[BEGIN Extract provided]

Endpoint vulnerability management at scale

How we do endpoint vulnerability management at Canva.

Canva has a mission to be the world’s most trusted platform. To earn and keep customers' trust, we implement a wide spectrum of mechanisms and systems to minimize the likelihood that malicious actors will gain access to our systems and to data belonging to our customers. Generally, we focus on protecting public-facing systems like the Canva product and the infrastructure that supports it. However, we also work to protect systems people might abuse to access that infrastructure, specifically laptops issued to Canva employees. As an example, LastPass was impacted in 2022 when threat actors compromised a vulnerable and unpatched application in a laptop belonging to one of their employees. The threat actors then used keylogging software to obtain credentials to access other corporate systems.

This problem seems easy to solve in isolation – there was a patch for the vulnerability someone should have applied. However, there are complexities when you try to solve this problem at scale. Different websites host each application’s installer, and users might not know what's out of date and might not see updating as a priority. Updating takes time users could spend doing valuable work, or data on installed applications might not be readily available. At Canva, we've implemented processes and systems to help us tackle this issue at scale. Our endpoint fleet comprises over 5000 devices deployed across numerous countries worldwide. We couldn’t find anything that did everything we wanted, so we put a few pieces together and built a system interacting with multiple vendor products. This blog post explains how it works.

[END Extract provided]

* _Problems to work on_:
• a. List every complication that the article on endpoint vulnerability management gives for solving the problem of unpatched applications at scale.
• b. Answer these questions using the article on endpoint vulnerability management:
(i) In what year was LastPass impacted?
(ii) What did the threat actors use to obtain credentials for other corporate systems?
(iii) How many devices make up Canva's endpoint fleet?
• c. Retype the article on endpoint vulnerability management, beginning at the words "Canva has a" and stopping after the words "other corporate systems.".

[BEGIN Data]

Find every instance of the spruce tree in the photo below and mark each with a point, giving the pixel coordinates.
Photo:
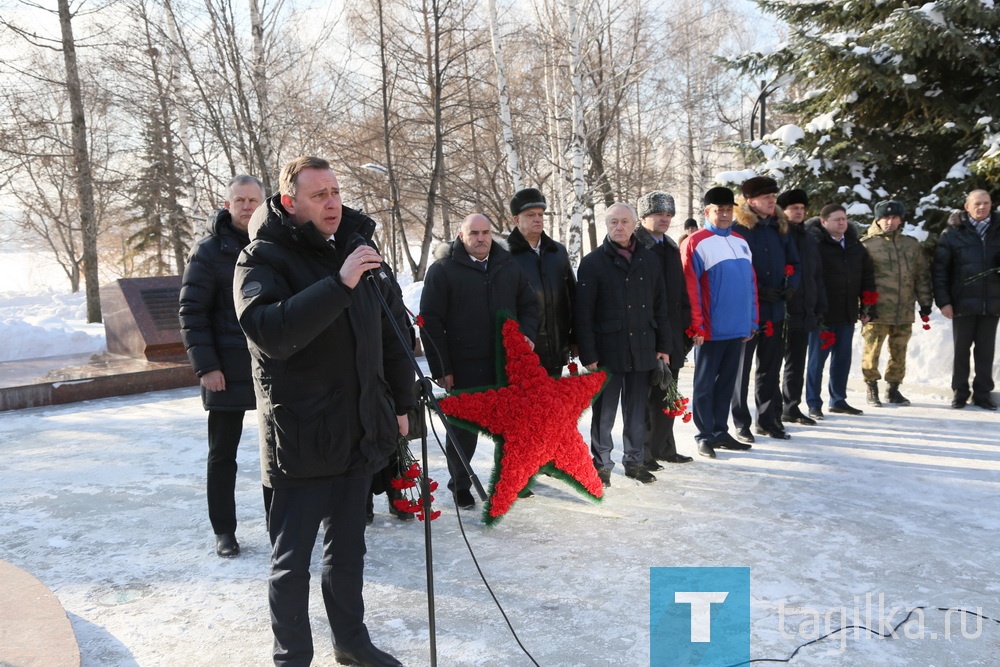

[END Data]

* _Set of answers_:
• a.
- Different websites host each application's installer.
- Users might not know what's out of date.
- Users might not see updating as a priority.
- Updating takes time users could spend doing valuable work.
- Data on installed applications might not be readily available.

• b.
(i) 2022
(ii) Keylogging software
(iii) Over 5000

• c.
Canva has a mission to be the world’s most trusted platform. To earn and keep customers' trust, we implement a wide spectrum of mechanisms and systems to minimize the likelihood that malicious actors will gain access to our systems and to data belonging to our customers. Generally, we focus on protecting public-facing systems like the Canva product and the infrastructure that supports it. However, we also work to protect systems people might abuse to access that infrastructure, specifically laptops issued to Canva employees. As an example, LastPass was impacted in 2022 when threat actors compromised a vulnerable and unpatched application in a laptop belonging to one of their employees. The threat actors then used keylogging software to obtain credentials to access other corporate systems.